Point labeling examples:
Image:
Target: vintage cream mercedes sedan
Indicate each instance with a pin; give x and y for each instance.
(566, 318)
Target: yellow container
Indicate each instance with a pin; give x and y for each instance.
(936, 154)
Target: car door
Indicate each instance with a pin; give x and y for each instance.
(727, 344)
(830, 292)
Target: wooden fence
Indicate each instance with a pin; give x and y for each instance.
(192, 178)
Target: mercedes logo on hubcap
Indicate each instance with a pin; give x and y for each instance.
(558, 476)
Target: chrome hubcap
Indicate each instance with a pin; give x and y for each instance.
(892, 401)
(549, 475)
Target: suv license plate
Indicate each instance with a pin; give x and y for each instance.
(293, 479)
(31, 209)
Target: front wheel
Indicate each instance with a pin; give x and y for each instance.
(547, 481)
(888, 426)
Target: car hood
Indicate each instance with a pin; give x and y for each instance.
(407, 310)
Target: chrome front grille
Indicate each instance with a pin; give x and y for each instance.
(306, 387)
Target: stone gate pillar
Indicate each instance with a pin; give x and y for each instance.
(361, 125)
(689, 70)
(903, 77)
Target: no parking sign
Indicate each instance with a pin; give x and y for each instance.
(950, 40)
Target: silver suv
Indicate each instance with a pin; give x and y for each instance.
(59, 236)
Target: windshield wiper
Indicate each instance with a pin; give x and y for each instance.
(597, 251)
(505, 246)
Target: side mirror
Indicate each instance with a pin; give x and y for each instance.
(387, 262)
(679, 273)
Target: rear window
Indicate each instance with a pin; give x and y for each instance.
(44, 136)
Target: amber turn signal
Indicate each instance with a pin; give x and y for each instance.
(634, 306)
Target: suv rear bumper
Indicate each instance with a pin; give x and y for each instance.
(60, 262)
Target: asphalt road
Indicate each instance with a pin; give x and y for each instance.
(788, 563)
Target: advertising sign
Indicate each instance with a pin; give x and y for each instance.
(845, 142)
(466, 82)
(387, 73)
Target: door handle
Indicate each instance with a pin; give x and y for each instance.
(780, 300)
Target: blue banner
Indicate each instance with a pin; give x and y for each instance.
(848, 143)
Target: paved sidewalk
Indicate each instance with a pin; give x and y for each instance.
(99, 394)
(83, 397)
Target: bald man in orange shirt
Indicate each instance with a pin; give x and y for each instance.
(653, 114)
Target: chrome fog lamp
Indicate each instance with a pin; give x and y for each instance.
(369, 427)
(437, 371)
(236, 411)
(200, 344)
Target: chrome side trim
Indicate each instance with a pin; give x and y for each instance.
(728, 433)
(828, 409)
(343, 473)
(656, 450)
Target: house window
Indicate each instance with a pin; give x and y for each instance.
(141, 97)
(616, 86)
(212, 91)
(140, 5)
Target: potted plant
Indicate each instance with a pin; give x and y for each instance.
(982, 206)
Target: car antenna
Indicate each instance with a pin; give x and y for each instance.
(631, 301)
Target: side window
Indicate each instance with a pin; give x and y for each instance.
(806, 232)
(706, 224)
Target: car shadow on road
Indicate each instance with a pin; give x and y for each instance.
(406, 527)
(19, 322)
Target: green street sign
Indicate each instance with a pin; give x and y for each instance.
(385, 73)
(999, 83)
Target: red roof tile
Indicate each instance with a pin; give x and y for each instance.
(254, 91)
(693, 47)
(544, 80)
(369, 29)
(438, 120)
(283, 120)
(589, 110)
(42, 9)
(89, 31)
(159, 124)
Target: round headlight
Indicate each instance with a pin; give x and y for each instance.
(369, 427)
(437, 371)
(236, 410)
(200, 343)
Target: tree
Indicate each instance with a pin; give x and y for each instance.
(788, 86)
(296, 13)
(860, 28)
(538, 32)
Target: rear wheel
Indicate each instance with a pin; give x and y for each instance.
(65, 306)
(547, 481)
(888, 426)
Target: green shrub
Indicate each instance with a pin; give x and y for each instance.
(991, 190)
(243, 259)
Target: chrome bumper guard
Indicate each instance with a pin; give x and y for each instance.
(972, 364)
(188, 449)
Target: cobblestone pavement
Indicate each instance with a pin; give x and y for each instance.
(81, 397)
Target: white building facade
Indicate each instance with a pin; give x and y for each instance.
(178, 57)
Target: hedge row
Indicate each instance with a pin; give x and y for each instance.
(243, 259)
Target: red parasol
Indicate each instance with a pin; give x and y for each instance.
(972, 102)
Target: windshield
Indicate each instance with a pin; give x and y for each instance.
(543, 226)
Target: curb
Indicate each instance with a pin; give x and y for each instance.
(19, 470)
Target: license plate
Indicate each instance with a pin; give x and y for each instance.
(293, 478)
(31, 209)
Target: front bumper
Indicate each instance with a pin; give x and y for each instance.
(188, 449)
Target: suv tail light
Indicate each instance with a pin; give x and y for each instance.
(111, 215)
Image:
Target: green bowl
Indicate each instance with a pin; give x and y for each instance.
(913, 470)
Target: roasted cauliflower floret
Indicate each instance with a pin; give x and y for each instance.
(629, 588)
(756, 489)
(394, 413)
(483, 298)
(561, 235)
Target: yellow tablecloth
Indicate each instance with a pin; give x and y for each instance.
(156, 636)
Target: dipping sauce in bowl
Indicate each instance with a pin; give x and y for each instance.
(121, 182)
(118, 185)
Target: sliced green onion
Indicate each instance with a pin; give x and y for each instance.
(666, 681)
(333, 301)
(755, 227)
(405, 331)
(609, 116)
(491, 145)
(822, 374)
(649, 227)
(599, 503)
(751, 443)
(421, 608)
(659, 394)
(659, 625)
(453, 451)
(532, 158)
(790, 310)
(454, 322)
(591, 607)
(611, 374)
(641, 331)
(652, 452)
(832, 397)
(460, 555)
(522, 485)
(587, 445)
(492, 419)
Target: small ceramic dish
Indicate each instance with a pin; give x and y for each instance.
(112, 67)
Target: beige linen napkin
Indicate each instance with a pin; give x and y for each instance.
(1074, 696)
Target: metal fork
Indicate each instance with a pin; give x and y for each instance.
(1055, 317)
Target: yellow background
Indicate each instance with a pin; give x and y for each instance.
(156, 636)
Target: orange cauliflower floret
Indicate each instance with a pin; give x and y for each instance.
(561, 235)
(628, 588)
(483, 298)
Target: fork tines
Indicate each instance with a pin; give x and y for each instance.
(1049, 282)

* _Given problem_
Repeat exactly the lines from the line containing "Target: roasted cauliflower floret" through the last line of the records above, including both, and nothing else.

* _Exercise output_
Target: roasted cauliflower floret
Indicate each instance with a pin; give x and y for each instance.
(629, 588)
(756, 489)
(394, 413)
(483, 298)
(561, 235)
Target: yellow tablecloth
Indicate each instance with a pin; give x and y for each instance.
(156, 636)
Target: dipping sauce in bowl
Indicate each instance with a pin; give x and y for each instance.
(121, 182)
(118, 185)
Target: sliced green onion
Indicate each instance with a pin; give x and y for each instance.
(666, 681)
(333, 301)
(755, 227)
(405, 331)
(609, 116)
(491, 145)
(822, 374)
(649, 227)
(599, 503)
(751, 443)
(421, 608)
(659, 394)
(659, 625)
(453, 451)
(532, 158)
(790, 310)
(454, 322)
(591, 607)
(611, 374)
(641, 331)
(652, 452)
(832, 397)
(460, 555)
(522, 485)
(587, 445)
(492, 419)
Target: small ceramic dish
Indicate each instance with a pin; give x and y for each instance.
(112, 67)
Target: beige linen napkin
Indicate each instance with a pin; give x and y for each instance.
(1074, 696)
Target: metal fork
Indicate each instance with a pin; give x and y for each instance.
(1055, 317)
Target: yellow background
Indicate each instance with a pin; give x and y for each instance.
(156, 636)
Target: orange cauliflower floret
Indicate each instance with a pin; give x and y for each instance.
(561, 235)
(628, 588)
(483, 298)
Target: fork tines
Indicate each instance with a pin; give x and y for each instance.
(1049, 282)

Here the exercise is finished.